= Problem set =
- 1) In the Star Trek discussion, which officer does one writer equate the Chief Science Officer with?
- 2) Write out the portion of the Star Trek discussion between "Spock would be" and "bridge officer meetings.", inclusive.

So it kinda goes along with WillCAD
 
^ No it doesn't. Yes, they perform some of the more science-y stuff on the bridge, but they are in charge of managing shipboard operations. That means stuff like life support, internal sensors (we saw Worf doing external sensor sweeps as well, IIRC), etc. On a ship as big as the Enterprise-D, that would be ops' role. For the smaller Voyager, I can see the argument, but the ship also had a science console on the bridge, so that would certainly imply they weren't in charge of sciences (Voyager just never used the damn thing).

I believe it was always intended that the Ops manager functioned as department head of all the ship's Sciences departments; after all, what else does Ops mean?
It literally stands for Operations, not Sciences.
 
I rather tend to equate the Chief Science Officer with the Chief Medical Officer: a vitally important guy or gal or assorted being for the functioning of the ship, to be sure, but not somebody you'd want to have on your bridge at all times.

Spock would be a highly exceptional CSciO in the sense that he also doubled as XO, a key command officer. Picard's crew no doubt featured dozens of Science Officers and may well have included a CSciO to command that bunch, but said person never had any business being on the bridge. His or her findings were simply relayed to the consoles of the bridge heroes, much like Pulaski phoned in her observations and initially refused to attend bridge officer meetings.

= Provided material =

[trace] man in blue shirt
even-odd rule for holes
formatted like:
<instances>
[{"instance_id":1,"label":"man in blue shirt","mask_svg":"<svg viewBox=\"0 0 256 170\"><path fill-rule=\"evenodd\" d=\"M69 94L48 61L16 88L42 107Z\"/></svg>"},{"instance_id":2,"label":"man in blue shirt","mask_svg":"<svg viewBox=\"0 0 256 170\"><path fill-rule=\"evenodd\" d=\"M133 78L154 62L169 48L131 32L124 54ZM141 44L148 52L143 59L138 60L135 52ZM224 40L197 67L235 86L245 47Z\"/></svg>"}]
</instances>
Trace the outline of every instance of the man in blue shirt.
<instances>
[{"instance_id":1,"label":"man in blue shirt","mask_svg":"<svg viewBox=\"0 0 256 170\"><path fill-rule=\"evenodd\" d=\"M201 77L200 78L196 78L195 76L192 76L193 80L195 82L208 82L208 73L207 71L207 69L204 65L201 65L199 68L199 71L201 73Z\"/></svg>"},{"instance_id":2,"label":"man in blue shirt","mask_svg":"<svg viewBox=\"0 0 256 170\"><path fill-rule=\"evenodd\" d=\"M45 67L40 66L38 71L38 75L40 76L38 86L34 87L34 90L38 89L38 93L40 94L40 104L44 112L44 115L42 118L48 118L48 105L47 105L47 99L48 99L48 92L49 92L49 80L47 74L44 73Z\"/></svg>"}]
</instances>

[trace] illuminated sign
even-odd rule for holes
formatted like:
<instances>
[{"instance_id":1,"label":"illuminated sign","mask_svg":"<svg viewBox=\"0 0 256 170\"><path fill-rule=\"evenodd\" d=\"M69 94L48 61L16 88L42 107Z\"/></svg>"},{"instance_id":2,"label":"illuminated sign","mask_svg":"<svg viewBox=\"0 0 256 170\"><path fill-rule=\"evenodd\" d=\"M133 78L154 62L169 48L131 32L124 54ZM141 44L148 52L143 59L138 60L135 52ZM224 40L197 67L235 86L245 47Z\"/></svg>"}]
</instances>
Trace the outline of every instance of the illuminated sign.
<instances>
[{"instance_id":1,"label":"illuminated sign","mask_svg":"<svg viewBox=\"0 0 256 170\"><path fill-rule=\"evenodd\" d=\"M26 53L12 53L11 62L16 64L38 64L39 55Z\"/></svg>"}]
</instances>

= Solution set =
- 1) The Chief Medical Officer.

- 2)
Spock would be a highly exceptional CSciO in the sense that he also doubled as XO, a key command officer. Picard's crew no doubt featured dozens of Science Officers and may well have included a CSciO to command that bunch, but said person never had any business being on the bridge. His or her findings were simply relayed to the consoles of the bridge heroes, much like Pulaski phoned in her observations and initially refused to attend bridge officer meetings.